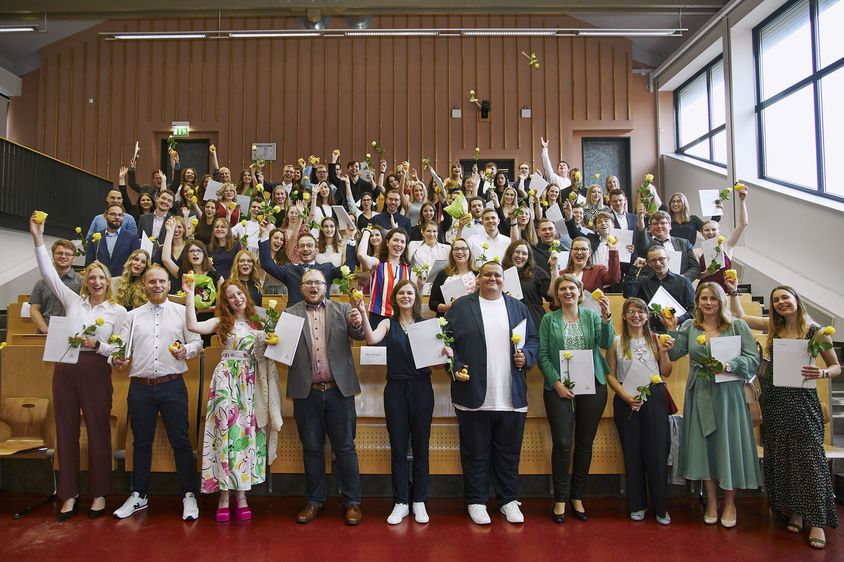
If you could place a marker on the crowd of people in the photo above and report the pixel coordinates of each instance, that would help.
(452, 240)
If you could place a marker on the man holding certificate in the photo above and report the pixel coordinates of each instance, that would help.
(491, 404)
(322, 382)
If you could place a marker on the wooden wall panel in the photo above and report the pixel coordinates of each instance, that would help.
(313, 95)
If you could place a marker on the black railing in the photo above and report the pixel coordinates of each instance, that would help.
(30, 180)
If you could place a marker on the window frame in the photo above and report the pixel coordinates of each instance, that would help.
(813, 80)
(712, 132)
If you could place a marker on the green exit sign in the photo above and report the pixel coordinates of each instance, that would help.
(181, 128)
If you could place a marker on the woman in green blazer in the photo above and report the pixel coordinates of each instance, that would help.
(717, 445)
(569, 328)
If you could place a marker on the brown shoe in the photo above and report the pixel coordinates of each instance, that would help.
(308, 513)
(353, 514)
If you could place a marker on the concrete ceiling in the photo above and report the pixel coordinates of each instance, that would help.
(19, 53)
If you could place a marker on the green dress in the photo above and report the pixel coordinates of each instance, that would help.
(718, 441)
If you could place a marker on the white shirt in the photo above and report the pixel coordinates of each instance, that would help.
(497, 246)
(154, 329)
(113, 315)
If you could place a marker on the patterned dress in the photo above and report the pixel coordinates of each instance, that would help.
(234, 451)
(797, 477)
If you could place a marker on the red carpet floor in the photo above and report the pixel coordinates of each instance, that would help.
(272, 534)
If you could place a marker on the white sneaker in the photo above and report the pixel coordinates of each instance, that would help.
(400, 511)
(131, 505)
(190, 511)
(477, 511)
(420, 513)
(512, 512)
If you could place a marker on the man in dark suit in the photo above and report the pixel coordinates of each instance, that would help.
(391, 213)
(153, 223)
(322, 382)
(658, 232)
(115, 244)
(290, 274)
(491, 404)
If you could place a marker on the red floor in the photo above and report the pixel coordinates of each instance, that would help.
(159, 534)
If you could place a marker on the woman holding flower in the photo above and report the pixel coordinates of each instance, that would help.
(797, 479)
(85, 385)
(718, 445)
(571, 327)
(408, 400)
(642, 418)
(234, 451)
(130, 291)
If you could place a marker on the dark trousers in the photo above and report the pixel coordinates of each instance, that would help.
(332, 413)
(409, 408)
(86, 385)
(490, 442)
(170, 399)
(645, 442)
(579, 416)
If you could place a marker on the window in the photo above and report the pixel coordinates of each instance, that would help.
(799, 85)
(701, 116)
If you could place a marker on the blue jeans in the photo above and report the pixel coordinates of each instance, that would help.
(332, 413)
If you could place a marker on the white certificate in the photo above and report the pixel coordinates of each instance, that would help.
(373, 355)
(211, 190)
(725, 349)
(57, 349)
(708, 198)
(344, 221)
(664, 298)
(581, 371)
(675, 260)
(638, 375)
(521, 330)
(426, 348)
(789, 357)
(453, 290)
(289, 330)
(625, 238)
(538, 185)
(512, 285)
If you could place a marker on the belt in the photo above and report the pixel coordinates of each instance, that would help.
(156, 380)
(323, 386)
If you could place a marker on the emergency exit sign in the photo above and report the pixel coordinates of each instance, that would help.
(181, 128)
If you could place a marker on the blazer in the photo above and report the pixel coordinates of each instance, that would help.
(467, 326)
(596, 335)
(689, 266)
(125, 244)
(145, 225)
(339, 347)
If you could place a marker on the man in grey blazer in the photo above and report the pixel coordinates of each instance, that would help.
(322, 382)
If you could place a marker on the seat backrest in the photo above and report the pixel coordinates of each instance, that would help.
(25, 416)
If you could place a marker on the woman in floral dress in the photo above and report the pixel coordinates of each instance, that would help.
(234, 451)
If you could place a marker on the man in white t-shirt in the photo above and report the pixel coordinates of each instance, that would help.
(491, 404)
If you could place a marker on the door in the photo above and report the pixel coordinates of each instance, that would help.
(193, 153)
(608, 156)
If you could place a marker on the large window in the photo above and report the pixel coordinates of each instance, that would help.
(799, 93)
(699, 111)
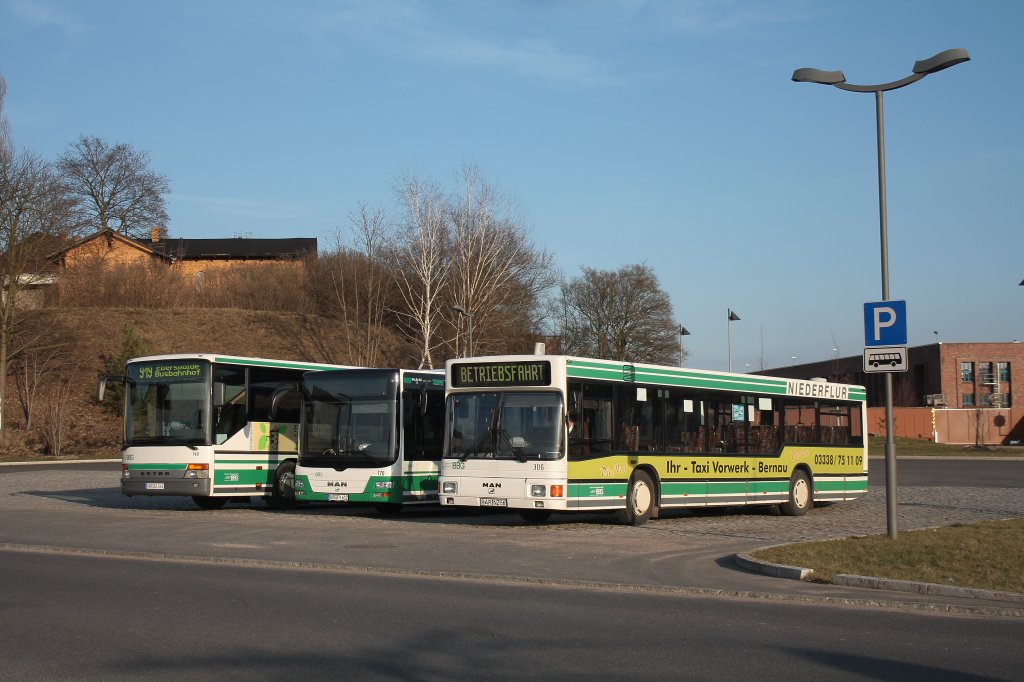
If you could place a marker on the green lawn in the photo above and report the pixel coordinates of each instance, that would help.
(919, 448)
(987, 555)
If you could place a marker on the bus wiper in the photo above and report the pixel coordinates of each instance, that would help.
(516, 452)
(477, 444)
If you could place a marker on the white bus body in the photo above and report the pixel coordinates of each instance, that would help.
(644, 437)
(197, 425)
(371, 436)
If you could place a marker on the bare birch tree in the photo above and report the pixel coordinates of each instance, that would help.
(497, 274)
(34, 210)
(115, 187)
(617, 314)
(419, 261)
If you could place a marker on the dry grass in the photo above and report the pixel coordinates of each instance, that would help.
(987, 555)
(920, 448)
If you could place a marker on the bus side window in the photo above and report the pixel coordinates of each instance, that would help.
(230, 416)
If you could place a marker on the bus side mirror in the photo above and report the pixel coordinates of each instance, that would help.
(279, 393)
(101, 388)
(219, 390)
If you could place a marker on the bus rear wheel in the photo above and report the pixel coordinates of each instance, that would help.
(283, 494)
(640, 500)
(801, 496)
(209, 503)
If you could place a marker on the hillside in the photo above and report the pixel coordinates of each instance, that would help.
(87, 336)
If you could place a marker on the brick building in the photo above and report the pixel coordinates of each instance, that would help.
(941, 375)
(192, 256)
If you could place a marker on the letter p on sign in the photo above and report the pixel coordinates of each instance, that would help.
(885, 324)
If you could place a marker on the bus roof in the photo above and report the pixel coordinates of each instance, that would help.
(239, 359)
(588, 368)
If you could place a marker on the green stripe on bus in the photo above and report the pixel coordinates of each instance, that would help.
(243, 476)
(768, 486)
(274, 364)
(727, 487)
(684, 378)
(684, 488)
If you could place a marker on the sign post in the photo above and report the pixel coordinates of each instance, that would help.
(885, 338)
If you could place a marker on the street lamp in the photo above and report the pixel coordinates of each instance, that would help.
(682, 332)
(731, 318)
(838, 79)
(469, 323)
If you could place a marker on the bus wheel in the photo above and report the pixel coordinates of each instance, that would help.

_What the task asks_
If you see a picture in the listing, skip it while copying everything else exactly.

_Final answer_
If you could place a marker on the crowd of people in the photo above and report the pixel coordinates of each instance, that would help.
(452, 240)
If you could place a marker on the man holding certificate in the photo above and report the pixel coordinates of each instance, that would help.
(491, 404)
(322, 382)
If you could place a marker on the wooden wall panel in the photo above and report the pixel coordinates of each instance, that would help.
(313, 95)
If you could place a marker on the black railing in the photo above and report the pixel coordinates of each instance, that would help.
(30, 180)
If you could place a marker on the window frame in the photo above and report the pixel coordinates of each instance, that would help.
(813, 80)
(712, 132)
If you could place a marker on the green exit sign in the photo above and report the pixel coordinates of each instance, that would help.
(181, 128)
If you could place a marker on the woman in green blazer in the photo above and report the pixel coordinates of each instance, that would help.
(717, 445)
(569, 328)
If you could place a marker on the brown shoe in the photo above and report the pixel coordinates of each instance, that would help.
(308, 513)
(353, 514)
If you could place a marker on the concrete ceiling in the photo above and report the pixel coordinates of each instance, that would help.
(19, 53)
If you could place a marker on the green dress in the photo above and report the pixel coordinates of each instance, that would help.
(718, 441)
If you could place a marker on the white shirt in the photo above and report the pixel coordinates of each instance, that would help.
(497, 246)
(154, 329)
(113, 315)
If you could place a marker on the patterned dress in the photo above and report the pixel coordinates of each instance, that would help.
(234, 451)
(797, 477)
If you could place a marker on the red carpet floor in the photo above and report the pixel coordinates of each instance, that would help.
(272, 534)
If you could place a marker on the white sneaker in the photo above and report the pixel coordinates of each instance, that would help.
(400, 511)
(131, 505)
(190, 511)
(477, 511)
(420, 513)
(512, 512)
If you could place a marker on the man in dark suit in the photo above and report the pixel coordinates of each instance, that would help.
(391, 213)
(153, 223)
(322, 382)
(658, 232)
(115, 244)
(290, 274)
(491, 404)
If you could place a marker on the red floor in the photo above and report the pixel coordinates of each instance, that would help.
(159, 534)
If you could place a marker on the woman holding flower in the photo above and report the pixel coordinates of each instance, that would help.
(797, 479)
(85, 385)
(718, 445)
(571, 327)
(408, 400)
(642, 418)
(234, 451)
(130, 291)
If you could place a marker on the dark trousers in the photo above and report the pixel coordinates of each instance, that would help.
(332, 413)
(409, 408)
(86, 385)
(490, 442)
(170, 399)
(645, 442)
(579, 416)
If you could place a marker on the window in the photo above and report the pixel coordinates of each instance, that would help.
(799, 85)
(701, 116)
If you could place a marker on the blue jeans in the photo above and report the pixel coordinates of each instance, that would help.
(332, 413)
If you could place a marker on the white certificate in the photo above and report the pixel coordinates of each instance, that would help.
(373, 355)
(211, 190)
(725, 349)
(57, 349)
(708, 198)
(344, 221)
(664, 298)
(581, 371)
(675, 260)
(638, 375)
(521, 330)
(426, 348)
(789, 357)
(453, 290)
(289, 330)
(625, 238)
(538, 185)
(512, 285)
If you could place a marker on the belt in the photo above and report the pixel coordinates of each instance, that would help.
(156, 380)
(323, 386)
If you could place a marker on the emergency exit sign in the photo above and report the pixel coordinates of each instance, that would help.
(181, 128)
If you could place a marker on the blazer in the photo above and report the pixel coordinates of each instance, that would help.
(467, 326)
(596, 335)
(689, 266)
(125, 244)
(145, 225)
(339, 347)
If you could place a marker on the man in grey blazer in the photo above and report the pixel coordinates of each instance, that would help.
(322, 382)
If you could place a marker on the seat backrest in the photo above and report the pixel coordinates of each instance, that would help.
(25, 416)
If you could place a marker on the woman in floral dress in the photo above and report the pixel coordinates of each instance, that would help.
(234, 451)
If you could place a marker on the man in white t-shirt in the photo above and report the pixel coordinates of each instance, that would help.
(491, 404)
If you could place a marker on the door in the photo above and report the pixel coordinates of each instance, that would help.
(193, 153)
(608, 156)
If you could place a marker on the large window in the photo above and report the pixel coordinates of each instance, that would help.
(799, 93)
(699, 111)
If you could place a marker on the green lawn in the photo above and report the pixel coordinates of each instance, that would help.
(919, 448)
(987, 555)
If you could place a marker on the bus wiper in the photo above and report the pixel coordinates of each instance, that would help.
(516, 452)
(477, 444)
If you could place a marker on the white bus body in the photo above and report the pixel coordinates of each instance, that would help.
(644, 437)
(197, 425)
(371, 436)
If you could place a marker on the bare birch tree in the photo above and report the pixel coordinates of each instance, that would help.
(497, 274)
(34, 210)
(115, 187)
(617, 314)
(419, 261)
If you could place a marker on the dry grass in the photo above and report the pixel coordinates of each instance, that would help.
(987, 555)
(920, 448)
If you could place a marker on the bus side window in the photo above and report the pixel coordinates of each instance, that would help.
(230, 416)
If you could place a marker on the bus side mirror in the photo above and report the pixel coordinates of each instance, that would help.
(279, 393)
(101, 388)
(219, 390)
If you could place a marker on the bus rear wheel in the photo above and report the pixel coordinates of each instance, that would help.
(283, 494)
(640, 500)
(801, 496)
(209, 503)
If you could place a marker on the hillside in the photo above and report the pixel coordinates of each instance, that would help.
(87, 336)
If you could place a marker on the brick building in the photo above and report the pixel coordinates of each instance, that would help.
(941, 375)
(192, 256)
If you could place a marker on the letter p on sign in the photo above and report the pixel coordinates of each instance, that would help.
(885, 324)
If you could place a marker on the bus roof in the photo above and report the pixel coordinates of each instance, that would help.
(239, 359)
(588, 368)
If you could place a marker on the green stripe on bus in the photo above and report the pixel coordinates of each instance, that would help.
(243, 476)
(768, 486)
(274, 364)
(727, 487)
(684, 378)
(684, 488)
If you could place a marker on the sign post in the photo above and report the pixel coordinates of each instance, that would help.
(885, 338)
If you could place a marker on the street lamp in the photo above and report the pixel coordinates of each instance, that would help.
(682, 332)
(731, 318)
(838, 79)
(469, 323)
If you could place a marker on the bus wheel in the photo above and report the pixel coordinates of each instance, that would help.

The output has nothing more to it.